**Work to complete:**
In the marketing partnership agreement, on what date did Greenfield Online, Inc. acquire GoZing?

***** Extracted text

CONFIDENTIAL TREATMENT REQUESTED: Certain portions of this document have been

omitted pursuant to a request for confidential treatment and, where applicable,

have been marked with an asterisk (****) to denote where omissions have been

made. Note that five pages of this exhibit contain omitted material pursuant to

this request. The confidential material has been filed separately with the

Securities and Exchange Commission.

 

              AMENDED AND RESTATED MARKETING PARTNERSHIP AGREEMENT

 

      This Amended and Restated Marketing Partnership Agreement ("Agreement") is

made and entered into this 11th day of May, 2005, by and between OTX

Corporation, a Delaware corporation ("OTX"), having its principal place of

business at 1024 N. Orange Drive, Hollywood, CA 90038, Zing Wireless, Inc., a

California corporation ("GoZing"), having its principal place of business at

16501 Ventura Blvd., Suite 250, Encino, CA 91436 and Greenfield Online, Inc., a

Delaware corporation ("Greenfield"), having its principal place of business at

21 River Road, Wilton, CT 06897. This Agreement replaces and supersedes in its

entirety the Marketing Partnership Agreement dated as of February, 2001 (which

was subsequently amended on August 21, 2001 and further amended and restated on

May 1, 2004) by and between OTX and GoZing, with reference to the following

facts:

 

            A. GoZing is in the business of providing marketing research

companies with online survey respondents and has created its own

permission-based community of opt-in members.

 

            B. OTX is in the business of conducting market research through

interactive online surveys and other means.

 

            C. GoZing was acquired by, and became a wholly owned subsidiary of,

Greenfield Online, Inc. on February 8, 2005.

 

            D. The parties have mutually agreed to modify the existing

agreement(s) between them. Any prior agreements between GoZing and OTX will be

terminated upon the written execution of this Agreement.

 

            E. Greenfield and OTX desire to enter into an agreement pursuant to

which OTX will conduct market research using Greenfield Online Members.

 

            NOW, THEREFORE, the parties hereby agree as follows:

 

1.     Certain Definitions.

 

      Each of the terms defined in this Section 1 shall have the following

respective meanings:

 

            "Completed Survey," means each OTX Survey successfully submitted by

            a Greenfield Member, who was sent by Greenfield either via an email

            invitation or

 

Initial Here _______

 

                                       -1-

<PAGE>

 

            through the member's lounge or open area, and received by OTX, which

            is completed to the reasonable satisfaction of OTX (i.e.,

            sufficiently to permit OTX to verify the data consistent with its

            normal business practices).

**********
***** Extracted data

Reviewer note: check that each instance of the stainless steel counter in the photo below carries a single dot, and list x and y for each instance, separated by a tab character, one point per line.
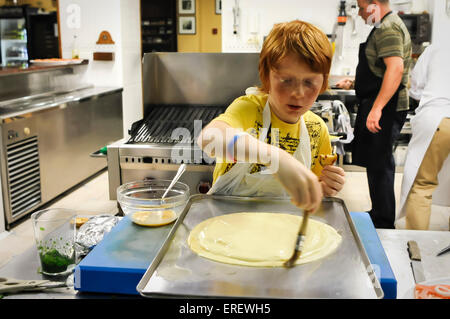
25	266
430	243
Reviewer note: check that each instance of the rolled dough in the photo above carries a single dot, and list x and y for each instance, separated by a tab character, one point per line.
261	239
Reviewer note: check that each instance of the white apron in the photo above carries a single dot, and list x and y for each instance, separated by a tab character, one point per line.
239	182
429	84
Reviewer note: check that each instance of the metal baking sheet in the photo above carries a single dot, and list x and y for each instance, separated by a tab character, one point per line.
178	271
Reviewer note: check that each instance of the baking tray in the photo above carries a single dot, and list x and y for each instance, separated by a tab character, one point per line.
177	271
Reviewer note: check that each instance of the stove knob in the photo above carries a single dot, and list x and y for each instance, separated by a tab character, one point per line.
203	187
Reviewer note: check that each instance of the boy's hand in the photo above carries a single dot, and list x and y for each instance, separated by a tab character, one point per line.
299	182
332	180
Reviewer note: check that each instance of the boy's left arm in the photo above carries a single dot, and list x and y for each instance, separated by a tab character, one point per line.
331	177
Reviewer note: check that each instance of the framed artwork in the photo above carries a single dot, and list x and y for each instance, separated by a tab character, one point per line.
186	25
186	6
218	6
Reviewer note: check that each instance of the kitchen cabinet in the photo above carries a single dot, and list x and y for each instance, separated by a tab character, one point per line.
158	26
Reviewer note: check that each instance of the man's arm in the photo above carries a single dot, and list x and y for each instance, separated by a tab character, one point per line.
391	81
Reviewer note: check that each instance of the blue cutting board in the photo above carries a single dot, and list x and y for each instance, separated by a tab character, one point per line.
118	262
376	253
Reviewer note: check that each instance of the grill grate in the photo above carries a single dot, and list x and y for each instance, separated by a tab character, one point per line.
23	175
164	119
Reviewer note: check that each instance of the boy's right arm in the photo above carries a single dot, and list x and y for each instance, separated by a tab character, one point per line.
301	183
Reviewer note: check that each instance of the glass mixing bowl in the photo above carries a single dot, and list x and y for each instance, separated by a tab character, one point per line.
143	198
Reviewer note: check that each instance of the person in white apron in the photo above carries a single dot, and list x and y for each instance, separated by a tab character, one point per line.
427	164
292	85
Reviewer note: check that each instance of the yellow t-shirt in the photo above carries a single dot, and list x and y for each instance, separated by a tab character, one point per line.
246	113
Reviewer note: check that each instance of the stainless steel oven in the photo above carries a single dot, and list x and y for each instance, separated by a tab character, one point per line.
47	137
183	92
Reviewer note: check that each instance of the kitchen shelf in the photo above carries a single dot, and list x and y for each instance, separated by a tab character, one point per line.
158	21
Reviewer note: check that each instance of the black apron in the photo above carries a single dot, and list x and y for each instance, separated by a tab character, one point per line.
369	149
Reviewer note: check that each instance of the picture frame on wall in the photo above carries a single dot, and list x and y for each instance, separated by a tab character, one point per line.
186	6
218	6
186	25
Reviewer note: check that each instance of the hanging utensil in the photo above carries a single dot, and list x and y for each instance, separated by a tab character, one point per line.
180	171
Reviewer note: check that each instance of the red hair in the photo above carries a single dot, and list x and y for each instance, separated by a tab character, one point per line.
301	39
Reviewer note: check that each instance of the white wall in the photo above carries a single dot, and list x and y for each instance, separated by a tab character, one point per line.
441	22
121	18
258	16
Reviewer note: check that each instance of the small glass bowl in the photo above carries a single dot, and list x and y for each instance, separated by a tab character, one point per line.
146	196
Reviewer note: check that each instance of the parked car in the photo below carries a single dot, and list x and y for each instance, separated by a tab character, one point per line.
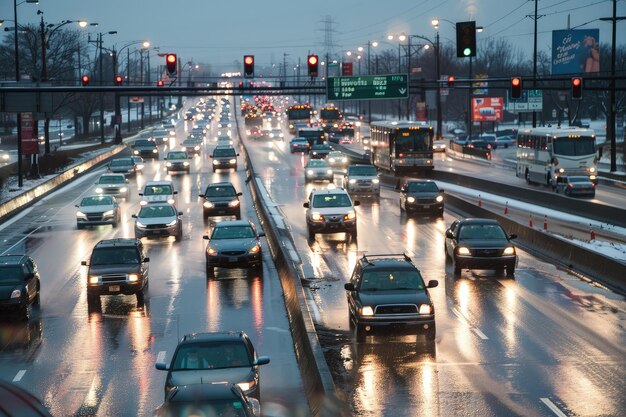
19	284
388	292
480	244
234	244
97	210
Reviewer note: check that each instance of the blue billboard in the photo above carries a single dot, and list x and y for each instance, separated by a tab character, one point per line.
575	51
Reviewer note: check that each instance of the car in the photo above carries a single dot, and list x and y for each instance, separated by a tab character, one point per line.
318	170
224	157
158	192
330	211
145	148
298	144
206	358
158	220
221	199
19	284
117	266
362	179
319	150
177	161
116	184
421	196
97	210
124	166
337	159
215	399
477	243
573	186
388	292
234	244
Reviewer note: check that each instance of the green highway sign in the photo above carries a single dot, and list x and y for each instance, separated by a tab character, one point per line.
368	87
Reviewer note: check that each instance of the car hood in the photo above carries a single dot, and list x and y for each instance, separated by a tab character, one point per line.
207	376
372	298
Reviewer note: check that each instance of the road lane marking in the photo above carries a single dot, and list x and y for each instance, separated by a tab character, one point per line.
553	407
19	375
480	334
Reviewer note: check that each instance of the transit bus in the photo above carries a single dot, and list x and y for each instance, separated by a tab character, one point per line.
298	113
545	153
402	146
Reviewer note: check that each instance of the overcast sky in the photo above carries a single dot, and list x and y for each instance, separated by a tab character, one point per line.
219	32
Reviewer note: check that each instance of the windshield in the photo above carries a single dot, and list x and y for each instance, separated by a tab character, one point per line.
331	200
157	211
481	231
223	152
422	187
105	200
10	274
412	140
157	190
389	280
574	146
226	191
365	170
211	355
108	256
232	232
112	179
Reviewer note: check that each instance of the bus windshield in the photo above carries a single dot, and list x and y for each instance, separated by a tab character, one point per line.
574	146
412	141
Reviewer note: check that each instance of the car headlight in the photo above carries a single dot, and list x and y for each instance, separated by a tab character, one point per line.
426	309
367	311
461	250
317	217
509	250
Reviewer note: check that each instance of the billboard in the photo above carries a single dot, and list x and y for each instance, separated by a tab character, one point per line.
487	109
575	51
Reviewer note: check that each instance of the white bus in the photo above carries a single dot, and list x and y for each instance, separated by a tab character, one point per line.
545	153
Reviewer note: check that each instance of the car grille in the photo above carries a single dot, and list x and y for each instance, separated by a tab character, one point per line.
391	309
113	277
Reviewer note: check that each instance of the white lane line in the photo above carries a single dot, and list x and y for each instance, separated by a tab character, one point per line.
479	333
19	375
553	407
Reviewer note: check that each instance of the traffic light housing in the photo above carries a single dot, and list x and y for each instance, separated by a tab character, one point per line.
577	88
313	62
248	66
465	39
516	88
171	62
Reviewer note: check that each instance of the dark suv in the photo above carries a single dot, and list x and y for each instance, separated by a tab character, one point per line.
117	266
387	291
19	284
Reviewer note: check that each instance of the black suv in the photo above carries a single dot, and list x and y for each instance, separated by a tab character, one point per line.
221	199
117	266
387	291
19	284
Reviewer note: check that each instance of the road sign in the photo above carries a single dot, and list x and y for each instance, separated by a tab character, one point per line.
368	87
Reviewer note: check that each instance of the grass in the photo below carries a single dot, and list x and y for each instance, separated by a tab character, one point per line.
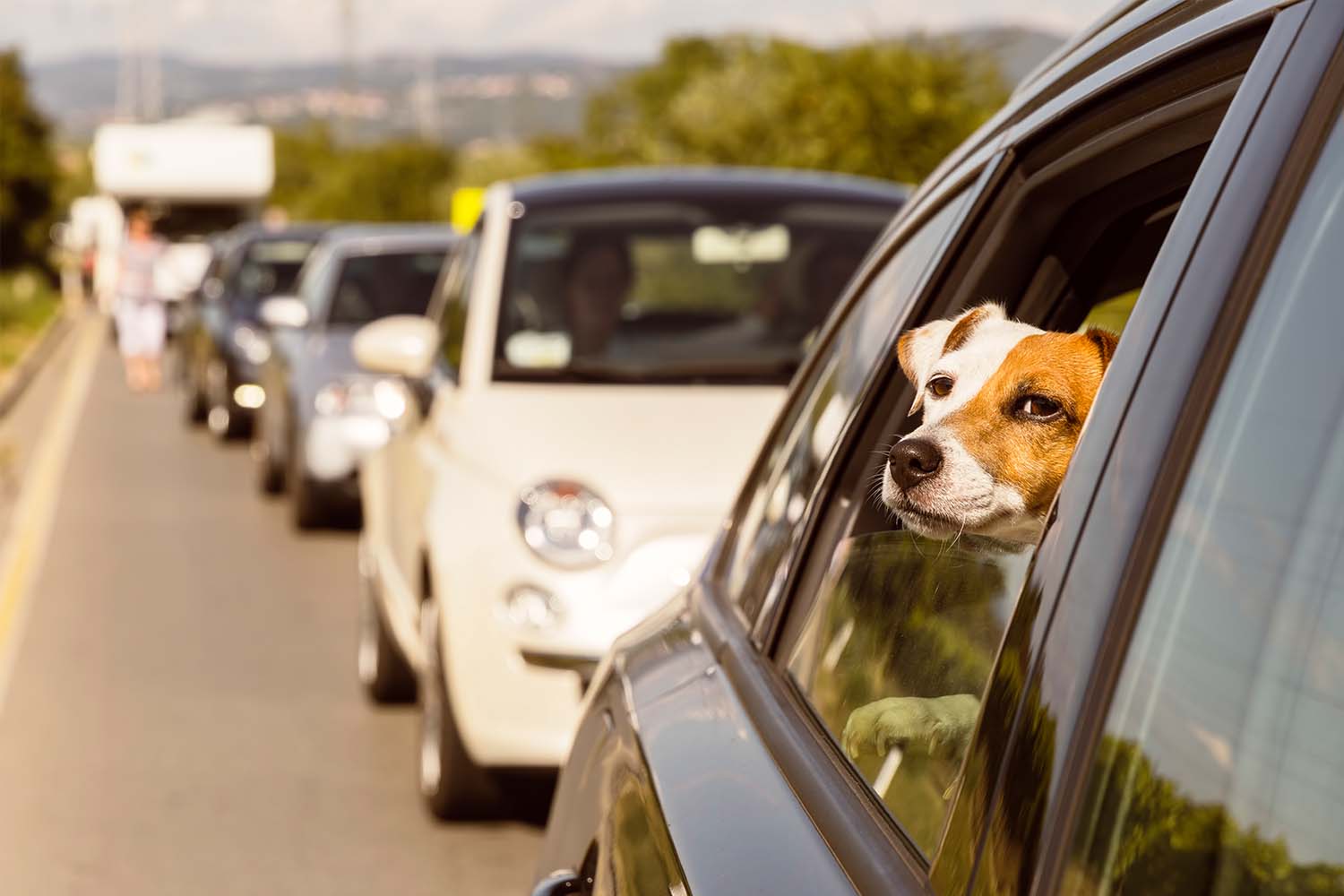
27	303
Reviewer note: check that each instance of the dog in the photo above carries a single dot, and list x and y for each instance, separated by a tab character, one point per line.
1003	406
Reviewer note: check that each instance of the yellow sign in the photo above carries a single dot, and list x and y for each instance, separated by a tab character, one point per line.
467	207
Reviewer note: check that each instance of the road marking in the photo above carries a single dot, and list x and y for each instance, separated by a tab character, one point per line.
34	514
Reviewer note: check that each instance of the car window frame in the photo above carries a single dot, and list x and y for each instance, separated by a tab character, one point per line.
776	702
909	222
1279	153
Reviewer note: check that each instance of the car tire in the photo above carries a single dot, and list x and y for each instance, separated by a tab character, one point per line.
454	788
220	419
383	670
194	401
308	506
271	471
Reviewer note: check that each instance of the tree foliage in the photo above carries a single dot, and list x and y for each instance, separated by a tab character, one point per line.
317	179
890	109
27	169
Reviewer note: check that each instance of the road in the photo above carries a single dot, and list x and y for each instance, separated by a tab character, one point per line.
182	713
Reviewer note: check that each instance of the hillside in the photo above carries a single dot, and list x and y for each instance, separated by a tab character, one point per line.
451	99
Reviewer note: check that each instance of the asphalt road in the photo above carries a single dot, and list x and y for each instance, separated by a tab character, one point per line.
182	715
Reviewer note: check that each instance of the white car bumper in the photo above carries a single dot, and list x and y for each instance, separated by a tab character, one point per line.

**********

**Answer to the exercise:**
February 8, 2005.